• [WHAT IS NEEDED] Extract the full set of records, then give each one again exactly.

• [GIVEN INFORMATION]
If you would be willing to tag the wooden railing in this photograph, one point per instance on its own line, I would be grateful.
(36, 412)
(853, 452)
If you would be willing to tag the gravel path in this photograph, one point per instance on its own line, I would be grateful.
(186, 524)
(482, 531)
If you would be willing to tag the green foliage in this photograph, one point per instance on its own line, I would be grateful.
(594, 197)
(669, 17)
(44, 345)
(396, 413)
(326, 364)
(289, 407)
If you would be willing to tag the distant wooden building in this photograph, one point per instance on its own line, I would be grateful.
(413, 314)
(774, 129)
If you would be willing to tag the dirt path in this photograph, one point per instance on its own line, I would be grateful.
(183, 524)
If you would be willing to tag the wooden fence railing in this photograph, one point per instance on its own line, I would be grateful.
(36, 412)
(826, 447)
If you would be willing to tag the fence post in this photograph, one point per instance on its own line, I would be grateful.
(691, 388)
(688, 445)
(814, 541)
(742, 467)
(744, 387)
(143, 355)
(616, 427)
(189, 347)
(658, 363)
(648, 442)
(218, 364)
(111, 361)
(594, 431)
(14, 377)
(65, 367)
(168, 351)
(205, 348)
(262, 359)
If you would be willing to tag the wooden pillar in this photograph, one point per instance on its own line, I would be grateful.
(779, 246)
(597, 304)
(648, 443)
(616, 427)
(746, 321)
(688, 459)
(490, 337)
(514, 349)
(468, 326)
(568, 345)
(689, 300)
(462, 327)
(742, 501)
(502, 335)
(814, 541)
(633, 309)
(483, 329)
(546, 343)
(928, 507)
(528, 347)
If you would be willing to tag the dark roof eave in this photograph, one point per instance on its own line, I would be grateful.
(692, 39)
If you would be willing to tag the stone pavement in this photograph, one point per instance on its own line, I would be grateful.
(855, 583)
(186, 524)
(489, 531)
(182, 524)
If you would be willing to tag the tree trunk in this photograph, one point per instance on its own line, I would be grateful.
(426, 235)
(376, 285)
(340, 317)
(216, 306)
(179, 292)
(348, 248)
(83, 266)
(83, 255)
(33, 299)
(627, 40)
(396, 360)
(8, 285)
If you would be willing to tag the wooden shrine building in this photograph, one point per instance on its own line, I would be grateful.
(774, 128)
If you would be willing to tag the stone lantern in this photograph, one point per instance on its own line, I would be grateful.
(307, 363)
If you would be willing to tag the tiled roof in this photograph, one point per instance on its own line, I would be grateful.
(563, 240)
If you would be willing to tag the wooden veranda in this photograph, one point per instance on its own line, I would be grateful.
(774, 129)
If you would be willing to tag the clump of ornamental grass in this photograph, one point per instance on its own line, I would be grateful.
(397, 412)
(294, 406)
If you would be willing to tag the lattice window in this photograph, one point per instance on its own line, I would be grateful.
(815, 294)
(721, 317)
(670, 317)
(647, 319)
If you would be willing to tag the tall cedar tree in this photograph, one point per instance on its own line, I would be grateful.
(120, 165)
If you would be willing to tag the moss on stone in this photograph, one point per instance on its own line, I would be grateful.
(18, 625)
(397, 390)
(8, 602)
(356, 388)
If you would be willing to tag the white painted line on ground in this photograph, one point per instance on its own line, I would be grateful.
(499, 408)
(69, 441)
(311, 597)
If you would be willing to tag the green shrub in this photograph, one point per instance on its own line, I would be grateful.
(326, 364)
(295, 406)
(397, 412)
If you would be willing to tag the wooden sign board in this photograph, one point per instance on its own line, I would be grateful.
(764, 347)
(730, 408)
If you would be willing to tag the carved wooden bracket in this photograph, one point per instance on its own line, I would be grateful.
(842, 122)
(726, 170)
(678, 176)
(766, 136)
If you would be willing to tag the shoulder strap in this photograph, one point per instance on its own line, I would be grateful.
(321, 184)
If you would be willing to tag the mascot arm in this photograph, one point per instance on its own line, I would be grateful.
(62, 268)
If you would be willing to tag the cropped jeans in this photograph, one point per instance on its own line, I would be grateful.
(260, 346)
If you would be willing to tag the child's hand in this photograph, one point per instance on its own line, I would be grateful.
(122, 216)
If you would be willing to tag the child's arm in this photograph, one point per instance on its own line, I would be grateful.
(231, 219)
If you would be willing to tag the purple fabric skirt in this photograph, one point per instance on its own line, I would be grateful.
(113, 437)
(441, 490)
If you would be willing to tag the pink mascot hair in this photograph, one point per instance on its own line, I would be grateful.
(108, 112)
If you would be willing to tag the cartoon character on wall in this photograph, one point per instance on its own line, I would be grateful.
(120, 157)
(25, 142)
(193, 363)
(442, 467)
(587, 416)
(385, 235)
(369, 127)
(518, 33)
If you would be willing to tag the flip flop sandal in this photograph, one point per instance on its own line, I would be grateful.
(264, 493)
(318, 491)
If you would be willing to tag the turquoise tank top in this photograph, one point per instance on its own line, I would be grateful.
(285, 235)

• [TASK ANSWER]
If you would be willing to tag the wooden railing in this photograph, one point per instance on its own line, I would be grateful.
(36, 412)
(853, 452)
If you would be willing to tag the gravel path in this photograph, one point per instance on its own line, I would be grateful.
(186, 524)
(482, 531)
If you would be willing to tag the green foliage in this photograph, one point per instance on its own line, I would be grateful.
(594, 197)
(669, 17)
(44, 345)
(396, 413)
(326, 364)
(289, 407)
If you would be willing to tag the distant wooden building in this photograph, one point per instance on its own line, I would be grateful.
(413, 314)
(774, 129)
If you would be willing to tag the dirt path in this photograph, one point per instance on its own line, I would be grateful.
(183, 524)
If you would be willing to tag the wooden fence railing in this photograph, one point per instance on its own line, I would be grateful.
(36, 412)
(826, 447)
If you would be willing to tag the fence post in this photograph, one point per instance on its own line, I would be grateful.
(691, 388)
(688, 445)
(814, 541)
(742, 467)
(744, 387)
(143, 355)
(616, 427)
(189, 347)
(658, 363)
(648, 442)
(218, 364)
(111, 361)
(594, 431)
(14, 377)
(65, 367)
(168, 351)
(205, 348)
(262, 359)
If you would be willing to tag the wooden pillar in this photograph, one point per instance on its own line, I would be grateful.
(779, 246)
(597, 304)
(648, 443)
(616, 427)
(746, 321)
(688, 459)
(490, 337)
(514, 349)
(468, 326)
(568, 345)
(689, 300)
(462, 327)
(742, 501)
(502, 335)
(814, 541)
(633, 309)
(483, 329)
(546, 343)
(928, 507)
(528, 347)
If you would be willing to tag the dark roof eave in this photograph, one point per instance on its own line, I would be grateful.
(692, 39)
If you would be willing to tag the stone pavement in this photograph, one point per instance on its own line, I would be grateful.
(855, 583)
(186, 524)
(489, 531)
(182, 524)
If you would be willing to tag the tree trunk in this photograph, one point per instance on its own line, I would be grateful.
(426, 235)
(376, 285)
(340, 317)
(216, 306)
(179, 292)
(348, 248)
(83, 266)
(83, 255)
(33, 299)
(627, 40)
(396, 360)
(8, 285)
If you would be willing to tag the wooden shrine building in this photograph, one point per instance on its own line, I would be grateful.
(774, 128)
If you would be willing to tag the stone lantern in this photograph, one point per instance on its own line, I would be grateful.
(307, 363)
If you would be willing to tag the tiled roof in this photograph, one point per instance on its own line, I would be grateful.
(563, 240)
If you would be willing to tag the wooden veranda in this photograph, one point per instance on its own line, I would be grateful.
(774, 129)
If you would be willing to tag the clump of ornamental grass in this photograph, one point per instance on its own line, I would be grateful.
(397, 412)
(294, 406)
If you would be willing to tag the lattice window in this photograph, one point per instance on its own line, I would be grateful.
(815, 294)
(721, 317)
(670, 317)
(647, 319)
If you would be willing to tag the tall cedar tree in this photograph, one point per instance on its own line, I would be grateful.
(120, 165)
If you would be willing to tag the moss on stone in this photograph, one point per instance on its own line, I would be grateful.
(18, 625)
(397, 390)
(8, 602)
(356, 388)
If you would be willing to tag the white painted line on ground in this photograph, one point per instance on its own line, I would be grateful.
(499, 408)
(69, 441)
(311, 597)
If you would be willing to tag the green shrub in this photograph, one point per instance on its own line, I would be grateful.
(326, 364)
(295, 406)
(397, 412)
If you would be willing to tag the wooden sign board in this photograph, one point per instance on its own line, I would be grateful.
(764, 347)
(730, 408)
If you would be willing to tag the carved wooden bracket in this photograph, one point per instance on its own line, I would be grateful.
(842, 122)
(726, 170)
(678, 176)
(766, 136)
If you would be willing to tag the shoulder strap in this photograph, one point per instance on its own line, I would be grateful.
(321, 184)
If you would be willing to tag the mascot arm in this photograph, one point per instance on its own line, I would be grateful.
(62, 268)
If you would be willing to tag the cropped jeans in this photograph, one point per instance on its own line, I would be grateful.
(260, 346)
If you would be willing to tag the child's hand in this photograph, one point per instance on its own line, I would be grateful.
(122, 216)
If you would be willing to tag the child's arm in this photograph, one point per instance on its own line, I would be grateful.
(231, 219)
If you would be willing to tag the purple fabric skirt in this photograph, one point per instance on its own line, I would be grateful.
(113, 437)
(441, 490)
If you would be willing to tag the pink mascot hair in this photograph, one point per instance on its own line, I would be grateful.
(108, 112)
If you would be willing to tag the cartoon character on wall in this photograph, one point per instance on its own line, I would be grateful.
(120, 157)
(25, 142)
(193, 363)
(442, 467)
(587, 416)
(385, 235)
(369, 127)
(518, 33)
If you would be willing to tag the flip flop sandal in this photograph, one point per instance on its own line, I would be grateful.
(264, 493)
(318, 491)
If you would be willing to tag the turquoise tank top in this photograph, one point per instance on its own line, I would be grateful.
(285, 235)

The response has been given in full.